(What you should do) Using the records below, find every line that includes "sofa" and copy it.

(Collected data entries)
○ ○ ○

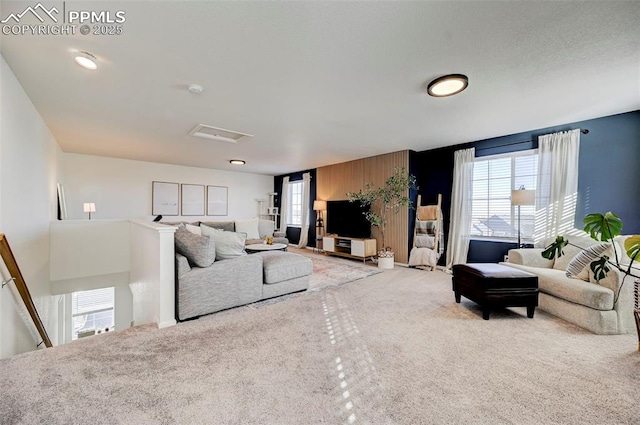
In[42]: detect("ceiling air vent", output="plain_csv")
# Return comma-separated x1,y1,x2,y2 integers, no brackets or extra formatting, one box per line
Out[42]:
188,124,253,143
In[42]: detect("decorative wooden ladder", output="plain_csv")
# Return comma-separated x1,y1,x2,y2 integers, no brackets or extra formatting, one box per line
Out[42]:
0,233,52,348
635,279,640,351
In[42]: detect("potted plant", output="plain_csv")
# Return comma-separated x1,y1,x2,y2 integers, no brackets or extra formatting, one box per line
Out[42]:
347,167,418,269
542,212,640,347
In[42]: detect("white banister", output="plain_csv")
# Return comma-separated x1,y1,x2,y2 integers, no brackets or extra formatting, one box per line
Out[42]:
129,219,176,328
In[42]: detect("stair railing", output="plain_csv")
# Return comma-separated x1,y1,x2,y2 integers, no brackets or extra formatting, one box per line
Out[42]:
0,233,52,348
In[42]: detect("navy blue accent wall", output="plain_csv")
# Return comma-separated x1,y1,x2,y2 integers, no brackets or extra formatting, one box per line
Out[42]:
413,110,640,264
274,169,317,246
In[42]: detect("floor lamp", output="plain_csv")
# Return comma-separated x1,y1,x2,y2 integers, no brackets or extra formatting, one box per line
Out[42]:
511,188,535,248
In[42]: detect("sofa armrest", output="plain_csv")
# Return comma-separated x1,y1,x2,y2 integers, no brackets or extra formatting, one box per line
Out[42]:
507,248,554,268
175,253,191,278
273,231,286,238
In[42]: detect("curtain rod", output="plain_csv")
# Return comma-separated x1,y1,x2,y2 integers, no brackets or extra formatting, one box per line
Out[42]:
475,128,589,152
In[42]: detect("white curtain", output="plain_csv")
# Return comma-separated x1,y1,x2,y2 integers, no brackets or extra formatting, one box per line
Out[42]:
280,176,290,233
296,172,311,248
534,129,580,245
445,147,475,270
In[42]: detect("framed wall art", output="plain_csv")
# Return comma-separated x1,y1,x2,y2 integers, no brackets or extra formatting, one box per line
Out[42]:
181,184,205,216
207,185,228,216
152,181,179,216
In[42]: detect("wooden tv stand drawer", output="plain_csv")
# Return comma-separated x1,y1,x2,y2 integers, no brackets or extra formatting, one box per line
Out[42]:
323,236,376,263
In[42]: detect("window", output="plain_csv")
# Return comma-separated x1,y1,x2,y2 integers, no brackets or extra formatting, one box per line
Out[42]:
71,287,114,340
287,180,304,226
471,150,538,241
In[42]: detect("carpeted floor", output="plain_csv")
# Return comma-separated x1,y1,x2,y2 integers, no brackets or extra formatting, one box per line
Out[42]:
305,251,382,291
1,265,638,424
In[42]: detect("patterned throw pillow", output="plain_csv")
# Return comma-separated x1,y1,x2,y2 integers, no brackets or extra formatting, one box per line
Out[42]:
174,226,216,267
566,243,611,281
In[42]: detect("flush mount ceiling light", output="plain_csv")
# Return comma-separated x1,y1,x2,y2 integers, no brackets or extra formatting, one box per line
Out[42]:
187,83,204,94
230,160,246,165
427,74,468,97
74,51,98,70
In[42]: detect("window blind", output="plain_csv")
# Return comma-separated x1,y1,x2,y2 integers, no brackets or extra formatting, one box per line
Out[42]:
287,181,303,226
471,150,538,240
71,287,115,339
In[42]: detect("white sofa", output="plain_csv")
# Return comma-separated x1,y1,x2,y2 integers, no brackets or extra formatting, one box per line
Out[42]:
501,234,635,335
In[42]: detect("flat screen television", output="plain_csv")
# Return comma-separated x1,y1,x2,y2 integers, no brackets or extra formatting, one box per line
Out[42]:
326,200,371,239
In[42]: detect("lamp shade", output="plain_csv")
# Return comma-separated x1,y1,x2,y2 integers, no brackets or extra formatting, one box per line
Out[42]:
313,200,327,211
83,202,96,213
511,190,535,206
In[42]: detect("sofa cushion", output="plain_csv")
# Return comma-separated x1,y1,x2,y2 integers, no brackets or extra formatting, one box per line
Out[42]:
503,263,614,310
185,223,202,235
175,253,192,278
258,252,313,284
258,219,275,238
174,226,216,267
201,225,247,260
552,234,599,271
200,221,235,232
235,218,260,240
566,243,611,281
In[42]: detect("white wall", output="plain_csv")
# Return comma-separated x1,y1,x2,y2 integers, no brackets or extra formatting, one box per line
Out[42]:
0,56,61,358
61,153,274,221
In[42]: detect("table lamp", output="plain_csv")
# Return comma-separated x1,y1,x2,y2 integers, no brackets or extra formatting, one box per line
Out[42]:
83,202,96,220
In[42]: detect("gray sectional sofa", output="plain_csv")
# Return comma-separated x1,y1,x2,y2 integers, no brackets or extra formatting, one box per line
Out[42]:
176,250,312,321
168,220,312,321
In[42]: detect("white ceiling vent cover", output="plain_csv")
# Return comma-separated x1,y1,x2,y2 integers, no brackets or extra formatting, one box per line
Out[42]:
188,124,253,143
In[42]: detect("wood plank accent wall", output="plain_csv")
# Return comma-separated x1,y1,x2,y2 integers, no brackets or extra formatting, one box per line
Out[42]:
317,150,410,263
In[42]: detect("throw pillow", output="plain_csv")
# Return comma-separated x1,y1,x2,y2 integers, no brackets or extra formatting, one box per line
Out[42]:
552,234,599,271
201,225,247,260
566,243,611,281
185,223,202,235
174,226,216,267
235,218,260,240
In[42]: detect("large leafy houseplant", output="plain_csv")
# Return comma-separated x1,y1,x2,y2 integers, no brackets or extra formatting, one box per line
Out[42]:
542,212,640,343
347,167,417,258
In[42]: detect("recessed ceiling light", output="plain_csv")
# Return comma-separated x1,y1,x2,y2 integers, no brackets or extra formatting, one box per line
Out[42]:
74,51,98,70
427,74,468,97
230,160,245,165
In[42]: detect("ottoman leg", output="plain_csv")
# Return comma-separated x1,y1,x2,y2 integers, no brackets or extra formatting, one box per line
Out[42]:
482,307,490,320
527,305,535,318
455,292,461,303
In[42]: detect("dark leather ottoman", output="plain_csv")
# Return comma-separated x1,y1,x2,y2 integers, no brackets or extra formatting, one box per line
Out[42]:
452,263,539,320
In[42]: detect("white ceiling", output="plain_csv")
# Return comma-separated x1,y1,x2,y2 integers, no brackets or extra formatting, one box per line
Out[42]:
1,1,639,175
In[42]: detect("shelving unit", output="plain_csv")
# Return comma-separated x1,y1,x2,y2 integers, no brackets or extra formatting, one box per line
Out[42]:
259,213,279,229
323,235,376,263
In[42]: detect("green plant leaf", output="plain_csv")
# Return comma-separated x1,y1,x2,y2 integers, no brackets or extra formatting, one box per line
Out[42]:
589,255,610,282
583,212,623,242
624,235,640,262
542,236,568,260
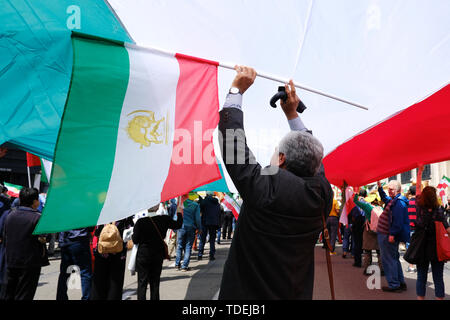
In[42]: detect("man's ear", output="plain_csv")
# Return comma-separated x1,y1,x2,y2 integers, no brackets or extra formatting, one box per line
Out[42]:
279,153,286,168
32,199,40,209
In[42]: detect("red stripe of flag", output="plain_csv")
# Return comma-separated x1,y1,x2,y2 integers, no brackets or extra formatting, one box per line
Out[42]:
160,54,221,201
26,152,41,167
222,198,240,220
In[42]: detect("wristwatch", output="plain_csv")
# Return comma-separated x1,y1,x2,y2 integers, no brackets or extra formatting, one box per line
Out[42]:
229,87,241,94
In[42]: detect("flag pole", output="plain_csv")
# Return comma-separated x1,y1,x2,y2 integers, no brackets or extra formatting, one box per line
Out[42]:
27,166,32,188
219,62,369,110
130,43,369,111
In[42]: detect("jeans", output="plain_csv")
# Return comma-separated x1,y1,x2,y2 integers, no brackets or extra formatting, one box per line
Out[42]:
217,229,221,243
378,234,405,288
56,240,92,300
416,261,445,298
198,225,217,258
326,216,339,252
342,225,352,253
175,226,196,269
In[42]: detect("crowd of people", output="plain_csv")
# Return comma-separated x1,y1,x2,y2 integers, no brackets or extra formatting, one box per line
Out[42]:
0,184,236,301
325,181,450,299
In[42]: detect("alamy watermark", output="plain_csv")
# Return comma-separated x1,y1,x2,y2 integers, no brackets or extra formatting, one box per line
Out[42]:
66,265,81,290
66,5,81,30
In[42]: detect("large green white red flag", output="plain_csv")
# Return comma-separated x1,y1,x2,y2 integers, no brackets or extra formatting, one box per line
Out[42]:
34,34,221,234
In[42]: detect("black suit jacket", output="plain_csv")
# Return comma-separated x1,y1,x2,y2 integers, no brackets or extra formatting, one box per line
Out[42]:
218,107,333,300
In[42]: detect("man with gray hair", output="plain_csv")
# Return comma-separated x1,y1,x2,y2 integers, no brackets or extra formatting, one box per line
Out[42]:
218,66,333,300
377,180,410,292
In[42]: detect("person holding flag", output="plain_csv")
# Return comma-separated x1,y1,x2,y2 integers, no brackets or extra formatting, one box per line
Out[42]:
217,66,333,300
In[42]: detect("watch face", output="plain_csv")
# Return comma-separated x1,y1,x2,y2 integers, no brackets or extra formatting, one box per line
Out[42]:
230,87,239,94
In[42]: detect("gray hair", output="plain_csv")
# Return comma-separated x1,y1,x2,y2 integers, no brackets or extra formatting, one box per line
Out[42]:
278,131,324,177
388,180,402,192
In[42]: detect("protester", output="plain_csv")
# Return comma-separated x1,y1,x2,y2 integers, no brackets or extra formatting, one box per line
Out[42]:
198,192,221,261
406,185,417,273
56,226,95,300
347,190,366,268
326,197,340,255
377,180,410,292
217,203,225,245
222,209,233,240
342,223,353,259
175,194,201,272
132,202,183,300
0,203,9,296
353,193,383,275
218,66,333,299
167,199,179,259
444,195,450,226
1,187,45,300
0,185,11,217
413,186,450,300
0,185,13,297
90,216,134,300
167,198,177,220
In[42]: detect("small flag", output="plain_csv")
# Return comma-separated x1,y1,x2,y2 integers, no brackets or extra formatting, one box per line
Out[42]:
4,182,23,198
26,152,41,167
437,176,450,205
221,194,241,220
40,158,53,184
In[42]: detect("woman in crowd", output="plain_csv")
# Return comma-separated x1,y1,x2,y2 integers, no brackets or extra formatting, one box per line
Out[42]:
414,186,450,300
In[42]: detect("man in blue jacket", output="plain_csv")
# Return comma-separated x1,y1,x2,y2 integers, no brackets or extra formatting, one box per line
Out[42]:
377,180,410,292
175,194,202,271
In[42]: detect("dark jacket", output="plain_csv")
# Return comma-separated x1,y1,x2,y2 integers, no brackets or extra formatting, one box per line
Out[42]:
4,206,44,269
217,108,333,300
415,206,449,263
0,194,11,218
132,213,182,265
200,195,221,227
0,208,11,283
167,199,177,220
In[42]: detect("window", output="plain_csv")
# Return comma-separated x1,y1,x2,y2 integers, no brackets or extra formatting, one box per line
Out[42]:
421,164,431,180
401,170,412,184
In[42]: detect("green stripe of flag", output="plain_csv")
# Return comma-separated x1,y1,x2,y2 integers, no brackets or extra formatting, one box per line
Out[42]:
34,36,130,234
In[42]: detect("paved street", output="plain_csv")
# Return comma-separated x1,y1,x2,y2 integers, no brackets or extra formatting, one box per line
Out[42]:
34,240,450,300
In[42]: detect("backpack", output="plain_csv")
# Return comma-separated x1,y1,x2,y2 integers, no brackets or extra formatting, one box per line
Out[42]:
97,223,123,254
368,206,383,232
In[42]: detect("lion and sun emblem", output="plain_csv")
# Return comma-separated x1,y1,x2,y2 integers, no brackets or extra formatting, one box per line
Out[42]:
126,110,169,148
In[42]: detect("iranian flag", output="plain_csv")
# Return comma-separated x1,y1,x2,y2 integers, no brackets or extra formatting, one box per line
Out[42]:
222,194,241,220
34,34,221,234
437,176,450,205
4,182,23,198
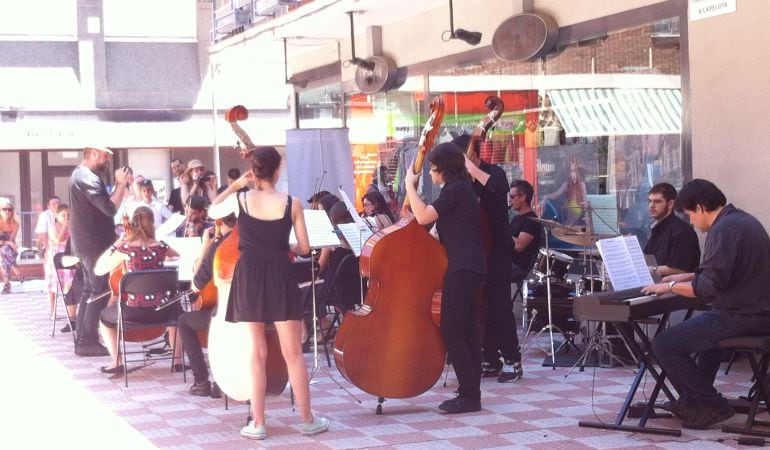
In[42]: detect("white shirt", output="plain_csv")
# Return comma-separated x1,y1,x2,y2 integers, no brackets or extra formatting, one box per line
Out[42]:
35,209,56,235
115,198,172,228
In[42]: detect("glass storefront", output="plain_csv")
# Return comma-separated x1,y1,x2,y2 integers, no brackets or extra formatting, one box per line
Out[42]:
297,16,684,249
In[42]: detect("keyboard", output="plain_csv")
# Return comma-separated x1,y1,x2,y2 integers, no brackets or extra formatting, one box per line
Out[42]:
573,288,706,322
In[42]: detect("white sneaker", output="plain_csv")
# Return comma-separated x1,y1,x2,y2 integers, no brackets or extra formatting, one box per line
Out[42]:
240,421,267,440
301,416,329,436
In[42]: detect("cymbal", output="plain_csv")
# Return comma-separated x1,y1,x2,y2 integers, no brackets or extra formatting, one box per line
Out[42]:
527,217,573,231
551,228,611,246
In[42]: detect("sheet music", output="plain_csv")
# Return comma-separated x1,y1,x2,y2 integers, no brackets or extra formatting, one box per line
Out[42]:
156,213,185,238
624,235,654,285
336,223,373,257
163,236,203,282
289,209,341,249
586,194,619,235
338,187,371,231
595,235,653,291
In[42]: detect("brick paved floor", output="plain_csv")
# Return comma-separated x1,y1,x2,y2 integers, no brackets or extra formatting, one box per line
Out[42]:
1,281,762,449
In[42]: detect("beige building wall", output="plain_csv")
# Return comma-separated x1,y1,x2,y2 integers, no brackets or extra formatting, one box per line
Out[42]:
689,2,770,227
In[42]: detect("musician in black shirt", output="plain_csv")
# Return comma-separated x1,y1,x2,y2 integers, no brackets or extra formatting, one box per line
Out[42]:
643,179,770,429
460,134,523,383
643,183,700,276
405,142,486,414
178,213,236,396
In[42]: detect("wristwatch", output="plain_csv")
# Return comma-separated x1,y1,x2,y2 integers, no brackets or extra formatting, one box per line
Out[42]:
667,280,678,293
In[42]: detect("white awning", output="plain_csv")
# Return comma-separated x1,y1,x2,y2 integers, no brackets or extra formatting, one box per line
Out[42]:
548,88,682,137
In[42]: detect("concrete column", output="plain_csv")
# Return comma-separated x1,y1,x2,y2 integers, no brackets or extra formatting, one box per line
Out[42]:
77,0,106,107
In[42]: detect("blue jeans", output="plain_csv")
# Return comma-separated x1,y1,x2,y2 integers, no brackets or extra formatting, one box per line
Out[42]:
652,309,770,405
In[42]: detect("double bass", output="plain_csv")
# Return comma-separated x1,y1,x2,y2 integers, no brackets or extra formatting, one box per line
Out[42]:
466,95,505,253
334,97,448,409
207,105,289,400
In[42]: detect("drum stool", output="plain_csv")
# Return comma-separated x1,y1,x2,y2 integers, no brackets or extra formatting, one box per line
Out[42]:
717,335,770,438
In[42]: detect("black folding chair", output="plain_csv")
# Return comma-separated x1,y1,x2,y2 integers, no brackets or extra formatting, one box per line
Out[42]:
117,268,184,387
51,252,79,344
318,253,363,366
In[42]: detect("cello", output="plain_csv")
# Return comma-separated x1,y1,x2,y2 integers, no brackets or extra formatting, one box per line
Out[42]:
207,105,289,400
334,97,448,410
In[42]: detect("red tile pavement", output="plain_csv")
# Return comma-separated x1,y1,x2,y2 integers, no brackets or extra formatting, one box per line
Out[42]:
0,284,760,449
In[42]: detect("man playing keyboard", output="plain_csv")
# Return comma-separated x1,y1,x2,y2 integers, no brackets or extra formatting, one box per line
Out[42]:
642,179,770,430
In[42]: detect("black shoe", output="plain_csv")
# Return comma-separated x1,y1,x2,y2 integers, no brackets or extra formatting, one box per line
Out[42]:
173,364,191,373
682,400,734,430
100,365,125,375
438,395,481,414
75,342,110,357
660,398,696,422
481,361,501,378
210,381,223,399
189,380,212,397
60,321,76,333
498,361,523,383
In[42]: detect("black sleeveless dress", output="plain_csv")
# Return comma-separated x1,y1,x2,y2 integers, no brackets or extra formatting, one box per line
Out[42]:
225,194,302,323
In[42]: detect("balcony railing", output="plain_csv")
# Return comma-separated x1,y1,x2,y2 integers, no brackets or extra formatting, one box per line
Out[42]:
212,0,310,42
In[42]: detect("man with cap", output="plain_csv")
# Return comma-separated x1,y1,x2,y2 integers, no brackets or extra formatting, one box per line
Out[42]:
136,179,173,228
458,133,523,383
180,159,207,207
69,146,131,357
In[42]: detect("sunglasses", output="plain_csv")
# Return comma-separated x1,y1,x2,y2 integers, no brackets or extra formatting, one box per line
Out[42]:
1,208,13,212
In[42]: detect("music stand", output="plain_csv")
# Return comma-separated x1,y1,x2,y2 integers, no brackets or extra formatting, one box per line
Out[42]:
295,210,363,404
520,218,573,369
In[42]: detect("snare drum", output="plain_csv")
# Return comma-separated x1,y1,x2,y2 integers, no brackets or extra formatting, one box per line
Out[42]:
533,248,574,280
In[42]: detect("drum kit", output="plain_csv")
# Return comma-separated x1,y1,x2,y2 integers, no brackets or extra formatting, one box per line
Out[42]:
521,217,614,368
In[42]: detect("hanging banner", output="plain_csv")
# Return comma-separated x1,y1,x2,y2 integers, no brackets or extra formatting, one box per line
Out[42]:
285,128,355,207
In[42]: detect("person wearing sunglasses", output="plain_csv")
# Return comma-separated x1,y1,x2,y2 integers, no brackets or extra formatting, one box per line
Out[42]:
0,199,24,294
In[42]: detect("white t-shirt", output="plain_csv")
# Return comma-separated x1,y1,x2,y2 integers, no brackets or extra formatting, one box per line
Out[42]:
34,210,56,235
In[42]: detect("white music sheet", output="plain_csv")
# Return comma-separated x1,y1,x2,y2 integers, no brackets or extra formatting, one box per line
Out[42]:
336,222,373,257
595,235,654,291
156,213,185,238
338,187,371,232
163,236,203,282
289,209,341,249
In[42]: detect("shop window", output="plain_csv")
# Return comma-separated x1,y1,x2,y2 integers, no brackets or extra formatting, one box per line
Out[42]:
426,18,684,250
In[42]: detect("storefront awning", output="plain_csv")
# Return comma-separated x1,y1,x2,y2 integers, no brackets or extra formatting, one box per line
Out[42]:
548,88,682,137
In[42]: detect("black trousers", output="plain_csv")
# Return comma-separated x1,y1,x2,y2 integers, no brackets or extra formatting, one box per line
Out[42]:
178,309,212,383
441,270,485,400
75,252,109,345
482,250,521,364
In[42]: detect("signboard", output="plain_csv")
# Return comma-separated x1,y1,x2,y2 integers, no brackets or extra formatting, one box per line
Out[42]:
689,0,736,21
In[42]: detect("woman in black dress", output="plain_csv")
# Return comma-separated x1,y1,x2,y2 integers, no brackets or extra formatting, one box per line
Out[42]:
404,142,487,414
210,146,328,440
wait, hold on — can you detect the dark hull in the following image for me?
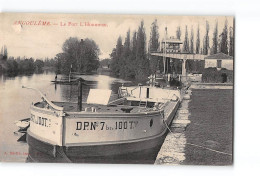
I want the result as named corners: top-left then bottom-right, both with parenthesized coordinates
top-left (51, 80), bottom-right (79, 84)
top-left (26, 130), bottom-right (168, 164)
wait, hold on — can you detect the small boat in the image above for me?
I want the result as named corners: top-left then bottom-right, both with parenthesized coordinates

○ ○ ○

(Reply to the task)
In[42]: detect("sofa armrest", output="plain_csv")
In[42]: detect("white sofa", output="plain_csv")
In[42]: detect("sofa cushion", output="plain_csv")
In[42]: detect("gray sectional sofa", output="plain_csv")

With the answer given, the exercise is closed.